[Point placement records]
____________

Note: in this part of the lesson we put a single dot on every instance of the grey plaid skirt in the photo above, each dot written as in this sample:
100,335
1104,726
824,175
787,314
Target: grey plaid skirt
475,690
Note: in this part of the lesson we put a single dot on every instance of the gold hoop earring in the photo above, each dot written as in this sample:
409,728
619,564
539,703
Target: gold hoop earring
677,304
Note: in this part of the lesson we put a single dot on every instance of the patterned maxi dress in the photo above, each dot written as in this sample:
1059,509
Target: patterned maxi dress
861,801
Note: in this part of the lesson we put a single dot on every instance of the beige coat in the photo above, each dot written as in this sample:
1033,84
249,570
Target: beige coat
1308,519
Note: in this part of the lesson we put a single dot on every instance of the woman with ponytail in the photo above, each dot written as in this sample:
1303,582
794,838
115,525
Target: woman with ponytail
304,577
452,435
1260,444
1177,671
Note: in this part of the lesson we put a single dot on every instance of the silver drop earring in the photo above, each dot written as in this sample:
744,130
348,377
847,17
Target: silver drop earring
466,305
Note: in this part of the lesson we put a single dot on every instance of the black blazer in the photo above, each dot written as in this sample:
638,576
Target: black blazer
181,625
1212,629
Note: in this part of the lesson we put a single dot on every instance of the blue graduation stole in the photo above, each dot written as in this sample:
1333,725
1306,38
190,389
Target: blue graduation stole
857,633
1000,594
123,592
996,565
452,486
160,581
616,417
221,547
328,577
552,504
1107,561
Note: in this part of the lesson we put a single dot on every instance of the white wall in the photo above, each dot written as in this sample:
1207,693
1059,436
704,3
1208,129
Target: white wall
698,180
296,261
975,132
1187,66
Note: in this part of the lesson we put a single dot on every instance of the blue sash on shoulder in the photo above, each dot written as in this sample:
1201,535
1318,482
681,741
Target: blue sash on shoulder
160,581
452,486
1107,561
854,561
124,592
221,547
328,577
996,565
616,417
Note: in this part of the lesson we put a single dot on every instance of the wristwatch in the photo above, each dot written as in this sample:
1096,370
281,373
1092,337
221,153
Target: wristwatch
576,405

____________

**Work required:** Recast every line of the listing above as a Markdown table with the columns Row and Line, where Row holds each line's number in sequence and Line holds its text. Omit blank lines.

**Worked answer:**
| Row | Line |
|---|---|
| 1 | Note: in this part of the lesson we put a single dot on every instance of the grey plaid skirt in the photo above, each dot written as in this sample: |
| 2 | 100,335 |
| 3 | 1104,726 |
| 4 | 824,175 |
| 5 | 787,314 |
| 6 | Target: grey plaid skirt |
| 7 | 475,690 |
| 8 | Note: in this part of the lesson we put a single dot on every instance of the gold hoop earring in the photo above, each dot written as in this sample: |
| 9 | 409,728 |
| 10 | 619,564 |
| 11 | 539,703 |
| 12 | Target: gold hoop earring |
| 13 | 677,304 |
| 14 | Note: in this part of the lesson we put a single dot on every instance of the patterned maxi dress in the photo above, each dot written as in this sample: |
| 15 | 1059,509 |
| 16 | Target: patterned maxi dress |
| 17 | 861,801 |
| 18 | Note: in this part of the lesson we put a single dot on every instance of the beige coat in the photo above, each dot written as in this sample: |
| 19 | 1033,84 |
| 20 | 249,570 |
| 21 | Target: beige coat |
| 22 | 1308,519 |
| 23 | Note: in this part of the lesson we put a single dot on every instance of the woman with ponytail in the photo above, each dot written as in this sample: |
| 24 | 1303,582 |
| 25 | 794,838 |
| 26 | 115,525 |
| 27 | Target: woman with ponytail |
| 28 | 304,577 |
| 29 | 452,435 |
| 30 | 1260,444 |
| 31 | 1177,671 |
| 32 | Note: in this part of the lesson we put a single dot on every instance of the silver drop earring in the photo above, each dot written as in this sample: |
| 33 | 744,130 |
| 34 | 348,377 |
| 35 | 847,17 |
| 36 | Target: silver drop earring |
| 37 | 466,305 |
| 38 | Note: in this part of the lesson we put a single dot on every instance of the black blazer in the photo above, each dot written as in this sample: |
| 39 | 638,576 |
| 40 | Target: black blazer |
| 41 | 181,625 |
| 42 | 1212,629 |
| 43 | Note: in this part of the lesson we put a single dot on every instance of the blue graduation stole in the photo above, each dot written as in this sample: |
| 44 | 1333,725 |
| 45 | 1306,38 |
| 46 | 190,389 |
| 47 | Target: blue graduation stole |
| 48 | 857,633 |
| 49 | 1000,594 |
| 50 | 123,592 |
| 51 | 996,565 |
| 52 | 452,486 |
| 53 | 160,581 |
| 54 | 616,417 |
| 55 | 221,547 |
| 56 | 328,577 |
| 57 | 552,504 |
| 58 | 1107,561 |
| 59 | Note: in this part of the lesson we put a single dot on every instance of the white wall in the photo above, each dot written as in this sample: |
| 60 | 1207,693 |
| 61 | 1059,436 |
| 62 | 704,3 |
| 63 | 1208,129 |
| 64 | Target: white wall |
| 65 | 698,180 |
| 66 | 296,261 |
| 67 | 975,132 |
| 68 | 1187,66 |
| 69 | Note: in this part of the lesson we put a single dot on every instance of the blue sash on shoulder in the photo above, each dot written as in this sample: |
| 70 | 1201,535 |
| 71 | 1318,482 |
| 72 | 681,741 |
| 73 | Target: blue sash on shoulder |
| 74 | 160,581 |
| 75 | 452,486 |
| 76 | 1107,561 |
| 77 | 854,561 |
| 78 | 124,592 |
| 79 | 221,547 |
| 80 | 328,577 |
| 81 | 996,565 |
| 82 | 616,417 |
| 83 | Note: in this part of the lesson we put a single dot on every instance of the wristwatch in the photo above, each dot written as in this sample: |
| 84 | 1096,370 |
| 85 | 281,373 |
| 86 | 1092,337 |
| 87 | 221,153 |
| 88 | Target: wristwatch |
| 89 | 576,405 |